## Short exercise A
Reproduce everything in the cross-selling excerpt from "Train Agents Up" down to "any promotions available.".

## Source excerpt
···

It’s equally important that a cross-selling campaign complements and even enhances the customer experience – instead of compromising it.

Here are some top tips and ideas for getting cross-selling right for customers:

Train Agents Up as Trusted Advisors

When agents are willing to actively build a relationship with each customer, cross-sales can be a natural outcome, as Helen Beaumont Manahan explains:

Helen Beaumont Manahan, Head of Training and Development at BPA Quality UK
Helen Beaumont Manahan

“Training in this area should serve as inspiration to our team members to assume the role of ‘Trusted Advisor,’ there to guide our customers through use of relevant questioning and attentive listening, to enable us to give tailored selling advice on purchases that are more likely to be the right fit.

“We owe it to our team members to provide regular training and timely product information cascade too, so they stay up-to-date with the full range of products and services on offer, and fully looped in to any promotions available.

···

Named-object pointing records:

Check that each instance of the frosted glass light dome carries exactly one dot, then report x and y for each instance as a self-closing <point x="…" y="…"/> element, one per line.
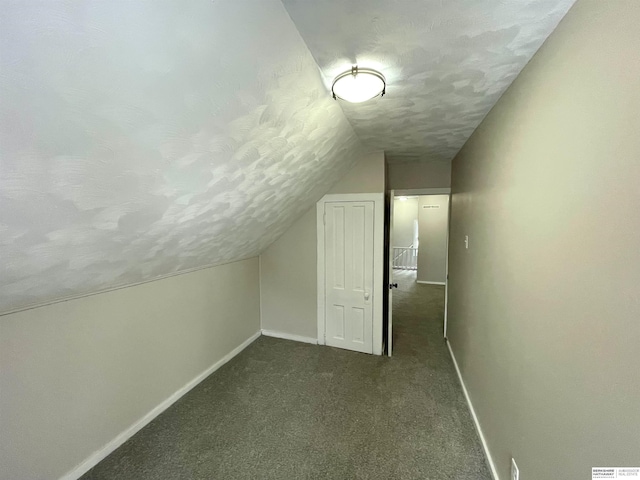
<point x="358" y="85"/>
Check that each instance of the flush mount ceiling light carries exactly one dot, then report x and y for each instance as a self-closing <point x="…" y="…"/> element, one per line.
<point x="358" y="85"/>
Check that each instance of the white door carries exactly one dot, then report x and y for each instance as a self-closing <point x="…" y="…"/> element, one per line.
<point x="391" y="284"/>
<point x="349" y="275"/>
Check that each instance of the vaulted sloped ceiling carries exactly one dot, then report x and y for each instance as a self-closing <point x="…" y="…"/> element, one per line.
<point x="139" y="139"/>
<point x="446" y="61"/>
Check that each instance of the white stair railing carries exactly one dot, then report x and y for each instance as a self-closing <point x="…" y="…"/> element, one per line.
<point x="405" y="258"/>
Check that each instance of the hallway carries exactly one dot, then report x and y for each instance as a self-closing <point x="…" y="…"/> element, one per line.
<point x="287" y="410"/>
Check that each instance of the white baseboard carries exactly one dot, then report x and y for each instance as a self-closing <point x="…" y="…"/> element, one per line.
<point x="288" y="336"/>
<point x="102" y="453"/>
<point x="492" y="466"/>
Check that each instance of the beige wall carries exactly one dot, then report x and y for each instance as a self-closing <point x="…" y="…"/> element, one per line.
<point x="288" y="270"/>
<point x="415" y="175"/>
<point x="544" y="312"/>
<point x="432" y="235"/>
<point x="75" y="374"/>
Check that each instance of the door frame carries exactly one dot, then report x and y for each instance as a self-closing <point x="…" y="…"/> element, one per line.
<point x="378" y="261"/>
<point x="432" y="191"/>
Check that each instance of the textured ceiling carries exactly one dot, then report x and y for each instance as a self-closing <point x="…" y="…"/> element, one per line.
<point x="446" y="62"/>
<point x="140" y="139"/>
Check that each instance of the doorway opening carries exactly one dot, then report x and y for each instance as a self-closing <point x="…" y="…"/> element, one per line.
<point x="417" y="267"/>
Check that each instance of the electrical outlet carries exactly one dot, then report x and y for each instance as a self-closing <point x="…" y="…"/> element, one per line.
<point x="515" y="473"/>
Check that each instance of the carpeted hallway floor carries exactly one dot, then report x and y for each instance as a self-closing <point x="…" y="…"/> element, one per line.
<point x="288" y="410"/>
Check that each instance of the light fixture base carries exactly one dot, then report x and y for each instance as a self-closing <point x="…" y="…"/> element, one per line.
<point x="358" y="85"/>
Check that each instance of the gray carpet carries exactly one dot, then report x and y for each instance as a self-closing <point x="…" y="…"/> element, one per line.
<point x="288" y="410"/>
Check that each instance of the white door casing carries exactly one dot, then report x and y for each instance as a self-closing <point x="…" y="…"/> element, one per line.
<point x="350" y="271"/>
<point x="390" y="266"/>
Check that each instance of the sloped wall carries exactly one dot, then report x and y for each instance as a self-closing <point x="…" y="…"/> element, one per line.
<point x="543" y="306"/>
<point x="139" y="139"/>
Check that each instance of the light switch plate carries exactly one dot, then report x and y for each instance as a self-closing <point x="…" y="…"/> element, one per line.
<point x="515" y="473"/>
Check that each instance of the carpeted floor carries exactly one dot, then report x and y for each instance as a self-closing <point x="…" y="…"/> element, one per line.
<point x="288" y="410"/>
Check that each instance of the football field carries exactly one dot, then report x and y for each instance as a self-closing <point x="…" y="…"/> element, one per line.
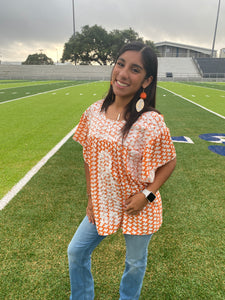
<point x="186" y="257"/>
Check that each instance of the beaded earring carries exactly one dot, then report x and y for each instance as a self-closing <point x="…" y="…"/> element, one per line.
<point x="140" y="103"/>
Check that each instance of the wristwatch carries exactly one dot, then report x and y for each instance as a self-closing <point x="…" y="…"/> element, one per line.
<point x="149" y="195"/>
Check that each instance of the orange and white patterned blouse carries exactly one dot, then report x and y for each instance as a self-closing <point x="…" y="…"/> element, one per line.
<point x="119" y="170"/>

···

## Short exercise B
Arrange the records as a two-column CSV with the headers instruction and answer. Include everything from the record containing "Check that each instance of the beaded" down to the last record, with one row per record, each field in quotation marks and line breaks turned into spaces.

## Correct response A
Train Agents Up as Trusted Advisors

When agents are willing to actively build a relationship with each customer, cross-sales can be a natural outcome, as Helen Beaumont Manahan explains:

Helen Beaumont Manahan, Head of Training and Development at BPA Quality UK
Helen Beaumont Manahan

“Training in this area should serve as inspiration to our team members to assume the role of ‘Trusted Advisor,’ there to guide our customers through use of relevant questioning and attentive listening, to enable us to give tailored selling advice on purchases that are more likely to be the right fit.

“We owe it to our team members to provide regular training and timely product information cascade too, so they stay up-to-date with the full range of products and services on offer, and fully looped in to any promotions available.

## Correct response B
instruction,answer
"Check that each instance of the beaded earring carries exactly one dot, then report x and y for each instance as a self-closing <point x=""…"" y=""…""/> element, one per line.","<point x=""140"" y=""103""/>"
"Check that each instance of the wristwatch carries exactly one dot, then report x and y for each instance as a self-closing <point x=""…"" y=""…""/> element, one per line.","<point x=""149"" y=""195""/>"
"Check that each instance of the orange and white patterned blouse carries exactly one dot, then report x and y for each instance as a self-closing <point x=""…"" y=""…""/> element, one per line.","<point x=""119"" y=""170""/>"